**Dataset records**
● ● ● ● ● ● ●

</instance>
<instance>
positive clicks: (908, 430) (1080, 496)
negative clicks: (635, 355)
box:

● ● ● ● ● ● ●

Nothing in the data may be left out; copy every line exactly.

**Task answer**
</instance>
<instance>
positive clicks: (908, 430) (1080, 496)
negative clicks: (635, 355)
box:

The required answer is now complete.